**Job**
Reproduce all of the records below verbatim, line for line, with nothing altered.

**Entries for contour labeling**
— START —
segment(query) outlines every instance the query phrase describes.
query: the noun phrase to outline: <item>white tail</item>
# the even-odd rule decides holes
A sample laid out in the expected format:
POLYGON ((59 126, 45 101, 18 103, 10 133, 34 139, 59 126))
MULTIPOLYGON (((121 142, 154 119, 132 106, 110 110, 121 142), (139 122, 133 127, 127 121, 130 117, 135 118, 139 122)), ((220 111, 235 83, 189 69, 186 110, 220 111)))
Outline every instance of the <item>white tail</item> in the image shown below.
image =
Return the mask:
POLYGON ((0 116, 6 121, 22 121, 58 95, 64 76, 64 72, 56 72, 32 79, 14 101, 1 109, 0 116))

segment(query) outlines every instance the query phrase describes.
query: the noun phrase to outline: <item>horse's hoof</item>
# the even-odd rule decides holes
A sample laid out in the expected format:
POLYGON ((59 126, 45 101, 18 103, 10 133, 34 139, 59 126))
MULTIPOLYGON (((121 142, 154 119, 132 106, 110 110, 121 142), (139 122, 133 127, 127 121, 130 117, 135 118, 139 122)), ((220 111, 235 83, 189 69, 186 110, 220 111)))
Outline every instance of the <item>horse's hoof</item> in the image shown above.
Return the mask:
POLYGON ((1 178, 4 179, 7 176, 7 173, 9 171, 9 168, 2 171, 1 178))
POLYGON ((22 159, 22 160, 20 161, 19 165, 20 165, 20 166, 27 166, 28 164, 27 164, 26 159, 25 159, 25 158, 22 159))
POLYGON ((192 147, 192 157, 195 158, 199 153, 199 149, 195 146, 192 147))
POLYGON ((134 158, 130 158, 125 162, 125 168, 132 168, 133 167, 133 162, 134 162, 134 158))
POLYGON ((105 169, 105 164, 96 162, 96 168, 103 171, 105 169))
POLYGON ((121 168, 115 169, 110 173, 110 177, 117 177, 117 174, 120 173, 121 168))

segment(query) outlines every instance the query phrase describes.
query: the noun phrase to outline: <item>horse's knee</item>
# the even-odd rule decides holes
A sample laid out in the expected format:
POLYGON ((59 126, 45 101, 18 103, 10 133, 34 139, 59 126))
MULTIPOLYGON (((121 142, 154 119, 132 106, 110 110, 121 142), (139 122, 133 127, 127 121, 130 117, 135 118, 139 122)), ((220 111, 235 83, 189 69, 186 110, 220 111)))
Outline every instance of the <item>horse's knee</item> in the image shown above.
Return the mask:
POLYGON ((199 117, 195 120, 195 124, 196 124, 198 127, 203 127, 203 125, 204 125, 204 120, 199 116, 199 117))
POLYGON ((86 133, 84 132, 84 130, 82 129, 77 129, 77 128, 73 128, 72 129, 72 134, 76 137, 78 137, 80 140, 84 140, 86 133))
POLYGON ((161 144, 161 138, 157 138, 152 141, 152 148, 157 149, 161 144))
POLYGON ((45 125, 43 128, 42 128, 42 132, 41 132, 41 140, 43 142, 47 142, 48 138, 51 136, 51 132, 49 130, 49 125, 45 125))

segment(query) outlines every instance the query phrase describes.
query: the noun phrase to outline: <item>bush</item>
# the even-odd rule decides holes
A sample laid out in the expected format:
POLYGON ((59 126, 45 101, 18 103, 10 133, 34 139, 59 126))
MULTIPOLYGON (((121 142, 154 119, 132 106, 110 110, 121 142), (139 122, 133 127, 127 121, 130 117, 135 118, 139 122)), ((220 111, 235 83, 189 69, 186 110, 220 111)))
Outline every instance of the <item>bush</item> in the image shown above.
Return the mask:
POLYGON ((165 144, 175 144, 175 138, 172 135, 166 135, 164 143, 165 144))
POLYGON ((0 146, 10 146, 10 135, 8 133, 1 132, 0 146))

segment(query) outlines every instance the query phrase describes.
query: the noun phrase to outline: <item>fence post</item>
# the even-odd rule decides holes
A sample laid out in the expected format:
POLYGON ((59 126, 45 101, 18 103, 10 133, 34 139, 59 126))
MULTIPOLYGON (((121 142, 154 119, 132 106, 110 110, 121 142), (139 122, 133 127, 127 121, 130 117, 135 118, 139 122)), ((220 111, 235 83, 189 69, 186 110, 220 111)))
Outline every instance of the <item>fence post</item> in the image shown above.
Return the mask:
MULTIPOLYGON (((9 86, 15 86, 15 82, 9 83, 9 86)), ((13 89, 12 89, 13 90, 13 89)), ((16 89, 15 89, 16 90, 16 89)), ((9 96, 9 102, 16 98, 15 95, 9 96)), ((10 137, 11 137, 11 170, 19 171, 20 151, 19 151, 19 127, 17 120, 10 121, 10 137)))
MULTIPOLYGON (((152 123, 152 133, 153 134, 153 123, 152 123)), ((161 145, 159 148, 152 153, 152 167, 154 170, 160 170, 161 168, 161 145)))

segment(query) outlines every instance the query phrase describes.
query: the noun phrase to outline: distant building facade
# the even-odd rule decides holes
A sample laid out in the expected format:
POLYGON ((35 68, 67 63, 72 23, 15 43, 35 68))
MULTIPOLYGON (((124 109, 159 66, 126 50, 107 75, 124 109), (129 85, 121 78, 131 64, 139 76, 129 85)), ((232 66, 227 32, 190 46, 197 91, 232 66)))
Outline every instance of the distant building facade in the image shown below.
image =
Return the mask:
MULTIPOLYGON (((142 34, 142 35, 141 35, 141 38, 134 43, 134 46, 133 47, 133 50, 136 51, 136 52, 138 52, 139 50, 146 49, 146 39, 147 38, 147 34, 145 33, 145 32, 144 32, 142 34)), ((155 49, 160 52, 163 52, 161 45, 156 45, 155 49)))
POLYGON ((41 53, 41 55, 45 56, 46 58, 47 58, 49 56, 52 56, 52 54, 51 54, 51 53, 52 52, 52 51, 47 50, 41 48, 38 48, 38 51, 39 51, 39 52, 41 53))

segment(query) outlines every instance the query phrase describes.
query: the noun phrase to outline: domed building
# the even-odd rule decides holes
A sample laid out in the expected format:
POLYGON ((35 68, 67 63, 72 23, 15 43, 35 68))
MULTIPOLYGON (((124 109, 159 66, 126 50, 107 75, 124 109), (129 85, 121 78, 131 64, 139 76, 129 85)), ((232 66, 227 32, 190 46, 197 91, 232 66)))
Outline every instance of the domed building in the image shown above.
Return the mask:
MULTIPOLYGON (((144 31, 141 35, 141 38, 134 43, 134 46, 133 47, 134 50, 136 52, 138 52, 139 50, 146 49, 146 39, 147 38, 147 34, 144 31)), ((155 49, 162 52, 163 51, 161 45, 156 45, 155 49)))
— END —
**Solution**
segment(query) outlines every instance the query phrase describes.
query: the noun phrase to outline: <item>white tail</item>
# the even-odd rule decides holes
A sample laid out in the expected format:
POLYGON ((59 126, 45 101, 18 103, 10 133, 34 139, 59 126))
MULTIPOLYGON (((121 142, 154 119, 132 106, 110 110, 121 142), (139 122, 133 127, 127 121, 130 117, 135 118, 139 122)), ((220 111, 235 83, 189 69, 186 110, 220 111)))
Outline every instance of the <item>white tail</item> in the image shown below.
image =
Return the mask:
POLYGON ((0 116, 6 121, 22 121, 58 95, 64 76, 64 72, 56 72, 32 79, 14 101, 1 109, 0 116))

segment(query) outlines every instance the query phrase describes.
query: the noun phrase to outline: <item>horse's hoof</item>
# the even-odd rule decides holes
A sample laid out in the expected format:
POLYGON ((59 126, 45 101, 18 103, 10 133, 34 139, 59 126))
MULTIPOLYGON (((121 142, 154 119, 132 106, 110 110, 121 142), (139 122, 133 127, 127 121, 130 117, 135 118, 139 122)), ((220 111, 235 83, 189 69, 186 110, 220 111)))
Outline every instance of the <item>horse's hoof</item> in the image shown above.
Return the mask:
POLYGON ((1 178, 4 179, 7 176, 7 173, 9 171, 9 168, 2 171, 1 178))
POLYGON ((22 159, 22 160, 20 161, 19 165, 20 165, 20 166, 27 166, 28 164, 27 164, 26 159, 25 159, 25 158, 22 159))
POLYGON ((192 147, 192 157, 195 158, 199 153, 199 149, 195 146, 192 147))
POLYGON ((134 158, 130 158, 125 162, 125 168, 132 168, 133 167, 133 162, 134 162, 134 158))
POLYGON ((105 169, 105 164, 96 162, 96 168, 103 171, 105 169))
POLYGON ((121 168, 115 169, 110 173, 110 177, 117 177, 117 174, 120 173, 121 168))

segment(query) outlines every instance the query phrase describes.
query: the noun phrase to outline: <item>horse's knee</item>
# the even-odd rule decides holes
A sample laid out in the expected format:
POLYGON ((59 126, 45 101, 18 103, 10 133, 34 139, 59 126))
MULTIPOLYGON (((121 142, 154 119, 132 106, 110 110, 121 142), (139 122, 133 127, 127 121, 130 117, 135 118, 139 122)), ((220 111, 235 83, 189 69, 186 110, 220 111)))
Outline every instance of the <item>horse's knee</item> in the image shown above.
Return the mask:
POLYGON ((199 117, 195 120, 195 124, 196 124, 198 127, 203 127, 203 125, 204 125, 204 120, 199 116, 199 117))
POLYGON ((86 133, 84 132, 84 130, 82 129, 77 129, 77 128, 73 128, 72 129, 72 134, 76 137, 78 137, 80 140, 84 140, 86 133))
POLYGON ((161 144, 161 138, 157 138, 152 141, 152 148, 157 149, 161 144))
POLYGON ((45 125, 43 128, 42 128, 42 132, 41 132, 41 140, 43 142, 47 142, 48 138, 51 136, 51 132, 49 130, 49 125, 45 125))

segment(query) outlines every instance the query phrase describes.
query: the noun phrase to outline: <item>bush</item>
# the even-odd rule decides holes
A sample laid out in the expected format:
POLYGON ((59 126, 45 101, 18 103, 10 133, 34 139, 59 126))
MULTIPOLYGON (((121 142, 154 119, 132 106, 110 110, 121 142), (139 122, 133 127, 127 121, 130 117, 135 118, 139 122)), ((220 111, 235 83, 189 69, 186 110, 220 111)))
Outline every instance of the <item>bush</item> in the image shown above.
Return the mask:
POLYGON ((165 144, 175 144, 175 138, 172 135, 166 135, 164 143, 165 144))
POLYGON ((0 146, 10 146, 10 135, 8 133, 1 132, 0 146))

segment(query) outlines every instance the query phrase describes.
query: the noun phrase to outline: <item>fence post</item>
# the even-odd rule decides holes
A sample laid out in the expected format:
POLYGON ((59 126, 45 101, 18 103, 10 133, 34 139, 59 126))
MULTIPOLYGON (((121 142, 154 119, 132 106, 110 110, 121 142), (139 122, 133 127, 127 121, 130 117, 135 118, 139 122)), ((220 111, 235 83, 189 69, 186 110, 220 111)))
Outline every instance of the <item>fence post</item> in the image shown above.
Return the mask:
MULTIPOLYGON (((9 86, 15 86, 15 82, 9 83, 9 86)), ((13 89, 12 89, 13 90, 13 89)), ((16 89, 15 89, 16 90, 16 89)), ((9 96, 9 102, 16 98, 15 95, 9 96)), ((10 137, 11 137, 11 170, 19 171, 20 151, 19 151, 19 127, 17 120, 10 121, 10 137)))
MULTIPOLYGON (((152 123, 152 133, 153 134, 153 123, 152 123)), ((161 145, 159 148, 152 153, 152 167, 154 170, 160 170, 161 168, 161 145)))

segment(query) outlines every instance the query phrase describes.
query: the noun phrase to outline: distant building facade
# the even-odd rule decides holes
A sample laid out in the expected format:
POLYGON ((35 68, 67 63, 72 23, 15 43, 35 68))
MULTIPOLYGON (((124 109, 159 66, 126 50, 107 75, 124 109), (129 85, 121 78, 131 64, 139 76, 129 85)), ((232 66, 227 32, 190 46, 197 91, 232 66)))
Outline every instance of the distant building facade in the image shown below.
image =
Return the mask:
MULTIPOLYGON (((142 34, 142 35, 141 35, 141 38, 134 43, 134 46, 133 47, 133 50, 136 51, 136 52, 138 52, 139 50, 146 49, 146 39, 147 38, 147 34, 145 33, 145 32, 144 32, 142 34)), ((155 49, 160 52, 163 52, 161 45, 156 45, 155 49)))
POLYGON ((41 53, 41 55, 45 56, 46 58, 47 58, 49 56, 52 56, 52 54, 51 54, 51 53, 52 52, 52 51, 47 50, 41 48, 38 48, 38 51, 39 51, 39 52, 41 53))

segment(query) outlines every instance the query phrase describes.
query: the noun phrase to outline: domed building
# the even-odd rule decides holes
A sample laid out in the expected format:
POLYGON ((35 68, 67 63, 72 23, 15 43, 35 68))
MULTIPOLYGON (((124 109, 159 66, 126 50, 107 75, 124 109), (129 85, 121 78, 131 64, 139 76, 129 85)), ((232 66, 227 32, 190 46, 197 91, 232 66)))
Outline every instance of the domed building in the image shown above.
Return the mask:
MULTIPOLYGON (((144 31, 141 35, 141 38, 134 43, 134 46, 133 47, 134 50, 136 52, 138 52, 139 50, 146 49, 146 39, 147 38, 147 34, 144 31)), ((155 49, 162 52, 163 51, 161 45, 156 45, 155 49)))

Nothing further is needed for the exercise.